◆ **Exercise A**:
According to the text on the UK pension scheme, what minimum age must workers reach to be entitled to a state pension?
◆ **Exercise B**:
Which major pension schemes does the text on the UK pension scheme list as available in the UK?

-------- Text provided

The UK Pension Scheme



Background



It is a form of contract that is awarded to
former workers which entitled them to a stream of income and other forms of
subsidy when they retire from the labor force.  The party who is obligated to
provide such scheme can be the employer, an insurance firm or the government. 
The amount of pension to be awarded during retirement years varies depending on
the type of the scheme.  Generally, the contribution of the worker will be
applied with a fixed formula that depends on the amount of the contribution and
the number of employment years.  There is also a type of a scheme wherein the
amount to be received by the worker depends on the investment performance of his
contribution during retirement.



In the UK, there are major pension schemes
available.  These include basic state pension, second state pension,
occupational pensions, individual pensions, group pensions and stakeholder
pensions.  In state pensions, the role of the government is explicit and
automatic to avoid old aged people from being poor.  To be entitled with this,
the workers must have an age of at least 65.  Because of its nature, pensions
that are awarded by the state are commonly of utmost importance.  There are
three categories of state pension.  The first is the basic state pension which
is a function of the amount the worker has contributed to National Insurance. 



            The second type is called the
additional pension.  The requirement is that the workers must have contribution
in the National Insurance and run much like the basic pension.  Their difference
is that there are additional perks and membership is not mandatory.  For
example, there are Graduated Retirement Benefits, State Earnings-Related Pension
Scheme and the State Second Pension.  The third type is referred as pension
credit.  This is the latest category of the state pension scheme in the UK
primarily responsible to reduce the quantity of the old-aged population that is
in poverty.  There is several advantages pension credit such that taps tax,
savings and other investment vehicle of the claimants.                          



           



Pricing of Pension Schemes



Being financial instruments, options provide the
right without obligation to parties that enter contracts for a specified
security.  There are two general kinds of options; namely, call option and put
option.  The former gives the right a party to purchase a security at a
specified price, also called strike price, prior to expiration date.  Reversely,
the latter gives the right the selling of security at a specified price prior to
expiration date.  Traditionally, participants in an option primarily aim to
hedge their risks but option trading is also a source of speculative
investment.  For example, the holder of a call option may exercise his or her
right if the strike price at expiration is greater than the strike price at the
date of purchase.  The holder would gain the positive difference between the
acquisition and exercise dates.  On the other hand, the party who has the
obligation to facilitate the option of the holder can gain if the reverse about
the strike price happens.

----------------
-------- Supplied material

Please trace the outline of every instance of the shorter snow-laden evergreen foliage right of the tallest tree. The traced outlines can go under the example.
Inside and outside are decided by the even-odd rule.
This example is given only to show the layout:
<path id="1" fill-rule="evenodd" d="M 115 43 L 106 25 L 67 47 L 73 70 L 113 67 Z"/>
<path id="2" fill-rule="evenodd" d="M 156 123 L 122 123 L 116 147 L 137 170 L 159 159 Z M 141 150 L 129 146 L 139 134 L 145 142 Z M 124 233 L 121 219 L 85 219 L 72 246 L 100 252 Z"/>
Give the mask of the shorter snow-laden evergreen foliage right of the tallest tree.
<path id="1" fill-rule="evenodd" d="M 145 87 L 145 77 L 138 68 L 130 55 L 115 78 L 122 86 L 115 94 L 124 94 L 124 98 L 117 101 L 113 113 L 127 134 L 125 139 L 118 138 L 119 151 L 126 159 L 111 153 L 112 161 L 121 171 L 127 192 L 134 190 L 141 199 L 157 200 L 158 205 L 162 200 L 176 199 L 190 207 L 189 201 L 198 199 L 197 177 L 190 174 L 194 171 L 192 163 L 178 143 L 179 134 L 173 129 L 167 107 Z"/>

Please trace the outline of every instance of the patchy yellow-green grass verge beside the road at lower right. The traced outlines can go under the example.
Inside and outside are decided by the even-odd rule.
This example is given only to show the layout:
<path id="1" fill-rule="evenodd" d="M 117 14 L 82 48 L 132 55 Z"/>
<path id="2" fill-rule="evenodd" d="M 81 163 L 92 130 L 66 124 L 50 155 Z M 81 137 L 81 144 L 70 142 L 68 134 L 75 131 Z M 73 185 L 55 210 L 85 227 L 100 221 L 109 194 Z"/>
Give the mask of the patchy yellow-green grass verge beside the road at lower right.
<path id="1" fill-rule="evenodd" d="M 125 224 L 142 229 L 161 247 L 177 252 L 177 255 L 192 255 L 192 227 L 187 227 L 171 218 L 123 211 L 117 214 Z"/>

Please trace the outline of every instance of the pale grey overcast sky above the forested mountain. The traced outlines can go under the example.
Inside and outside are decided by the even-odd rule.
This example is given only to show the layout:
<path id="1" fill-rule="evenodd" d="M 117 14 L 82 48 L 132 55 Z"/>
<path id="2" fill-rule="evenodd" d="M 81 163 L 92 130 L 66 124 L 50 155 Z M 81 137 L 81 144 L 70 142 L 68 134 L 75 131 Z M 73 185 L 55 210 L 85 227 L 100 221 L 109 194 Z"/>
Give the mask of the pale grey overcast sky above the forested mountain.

----------------

◆ **Written response A**:
At least 65.

◆ **Written response B**:
- Basic state pension
- Second state pension
- Occupational pensions
- Individual pensions
- Group pensions
- Stakeholder pensions